TEXT FOR ANALYSIS —
I'm talking about this: $$f(x) = f(a)*f^1(a)^{(x-a)}*f^2(a)^{\frac{(x-a)^2}{2!}}*f^3(a)^{\frac{(x-a)^3}{3!}}*................$$ By $f^n(a)$, I mean the nth geometric derivative of $f(x)$ at x=a. Look for multiplicative calculus on wikipedia: https://en.wikipedia.org/wiki/Multiplicative_calculus For those who don't know, the first geometric derivative of a function is $$f^1(x)=e^{\frac{f^{'}x}{f(x)}}$$, where $f^{'}x$ is the usual derivative of the function. Similarly, The second geometric derivative of a function is the geometric derivative of the first geometric derivative of the function, etc.
Have I got this series correct?
Is this series of any use like the Taylor series? I think maybe it converges more quickly. I know that it involves exponents, so it won't always be defined. But I think the farther terms of this series get close to 1 more quickly than the higher power terms in Taylor series get closer to 0.
Indeed it is! Many functions are better approximated by their multiplicative Taylor polynomials than by their linear ones. Take a look at pages 4 and 5 (aka 67 and 68) of this paper detailing possible applications to biomedical image analysis.
And yes, your formula looks to be correct according to that paper.

WORK INSTRUCTION 1 —
Answer these from the multiplicative calculus thread, one line each:
(a) According to the first poster, the farther terms of the series get close to what value?
(b) Which pages of the paper does the reply point to?
(c) What kind of application does that paper detail?
WORK INSTRUCTION 2 —
Copy a passage from the multiplicative calculus thread, beginning at the words "Is this series" and stopping after the words "biomedical image analysis.".
WORK INSTRUCTION 3 —
List every page number cited in the reply within the multiplicative calculus thread.
The records that come next are separate material and are not part of the multiplicative calculus thread.

Dataset excerpts:
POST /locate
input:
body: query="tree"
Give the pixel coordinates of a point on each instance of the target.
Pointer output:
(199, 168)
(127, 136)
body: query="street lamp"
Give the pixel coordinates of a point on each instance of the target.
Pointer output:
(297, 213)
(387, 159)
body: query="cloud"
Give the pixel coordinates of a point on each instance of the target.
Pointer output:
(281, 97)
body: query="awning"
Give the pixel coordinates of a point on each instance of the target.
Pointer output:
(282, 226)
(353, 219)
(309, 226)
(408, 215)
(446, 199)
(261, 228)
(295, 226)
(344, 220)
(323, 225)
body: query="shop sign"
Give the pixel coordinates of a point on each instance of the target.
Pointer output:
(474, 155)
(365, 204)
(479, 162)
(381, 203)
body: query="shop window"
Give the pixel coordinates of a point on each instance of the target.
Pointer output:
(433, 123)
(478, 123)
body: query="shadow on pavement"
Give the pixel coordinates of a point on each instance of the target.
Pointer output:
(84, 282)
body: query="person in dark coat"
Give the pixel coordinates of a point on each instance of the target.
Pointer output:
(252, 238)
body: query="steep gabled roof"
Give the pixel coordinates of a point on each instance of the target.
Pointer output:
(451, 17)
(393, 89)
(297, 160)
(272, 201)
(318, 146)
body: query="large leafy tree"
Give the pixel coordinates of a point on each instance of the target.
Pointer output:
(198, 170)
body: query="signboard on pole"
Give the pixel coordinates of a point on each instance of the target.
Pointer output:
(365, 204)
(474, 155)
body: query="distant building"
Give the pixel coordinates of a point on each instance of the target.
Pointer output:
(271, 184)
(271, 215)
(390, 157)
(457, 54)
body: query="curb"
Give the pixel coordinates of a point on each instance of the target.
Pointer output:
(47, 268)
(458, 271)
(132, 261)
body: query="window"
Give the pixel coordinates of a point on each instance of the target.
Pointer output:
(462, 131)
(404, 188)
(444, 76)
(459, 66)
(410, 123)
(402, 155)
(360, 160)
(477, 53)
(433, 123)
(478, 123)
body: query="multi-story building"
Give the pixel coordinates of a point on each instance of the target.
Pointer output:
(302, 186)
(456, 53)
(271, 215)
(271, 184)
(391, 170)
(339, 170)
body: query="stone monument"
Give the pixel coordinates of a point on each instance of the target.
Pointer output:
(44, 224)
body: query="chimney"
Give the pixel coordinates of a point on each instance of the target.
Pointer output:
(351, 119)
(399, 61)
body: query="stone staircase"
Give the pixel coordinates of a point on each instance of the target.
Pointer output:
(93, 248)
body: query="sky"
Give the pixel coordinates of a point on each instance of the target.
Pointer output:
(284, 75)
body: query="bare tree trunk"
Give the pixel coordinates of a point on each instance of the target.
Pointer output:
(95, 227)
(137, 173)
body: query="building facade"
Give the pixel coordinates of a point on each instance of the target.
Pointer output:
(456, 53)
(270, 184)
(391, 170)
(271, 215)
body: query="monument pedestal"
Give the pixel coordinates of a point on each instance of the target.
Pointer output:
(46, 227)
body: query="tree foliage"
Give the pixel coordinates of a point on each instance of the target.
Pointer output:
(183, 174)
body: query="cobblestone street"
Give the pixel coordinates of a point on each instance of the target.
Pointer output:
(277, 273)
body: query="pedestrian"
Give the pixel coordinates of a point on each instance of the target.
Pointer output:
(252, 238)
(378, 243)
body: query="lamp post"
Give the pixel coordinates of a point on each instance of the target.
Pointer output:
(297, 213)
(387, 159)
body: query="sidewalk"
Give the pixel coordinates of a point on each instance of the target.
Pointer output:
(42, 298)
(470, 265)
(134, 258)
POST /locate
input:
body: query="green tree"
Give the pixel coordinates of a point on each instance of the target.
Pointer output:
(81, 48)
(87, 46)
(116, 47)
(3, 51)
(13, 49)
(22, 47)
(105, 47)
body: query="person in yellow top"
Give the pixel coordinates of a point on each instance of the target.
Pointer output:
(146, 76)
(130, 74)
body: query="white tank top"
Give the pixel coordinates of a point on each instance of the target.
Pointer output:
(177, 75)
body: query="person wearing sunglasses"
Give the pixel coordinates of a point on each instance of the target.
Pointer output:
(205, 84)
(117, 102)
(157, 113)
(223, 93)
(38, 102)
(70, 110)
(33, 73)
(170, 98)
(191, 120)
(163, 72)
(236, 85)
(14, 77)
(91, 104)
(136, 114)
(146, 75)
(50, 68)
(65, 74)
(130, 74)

WORKED SOLUTION 1 —
(a) 1
(b) Pages 4 and 5 (aka 67 and 68)
(c) Biomedical image analysis

WORKED SOLUTION 2 —
Is this series of any use like the Taylor series? I think maybe it converges more quickly. I know that it involves exponents, so it won't always be defined. But I think the farther terms of this series get close to 1 more quickly than the higher power terms in Taylor series get closer to 0.
Indeed it is! Many functions are better approximated by their multiplicative Taylor polynomials than by their linear ones. Take a look at pages 4 and 5 (aka 67 and 68) of this paper detailing possible applications to biomedical image analysis.

WORKED SOLUTION 3 —
4, 5, 67, 68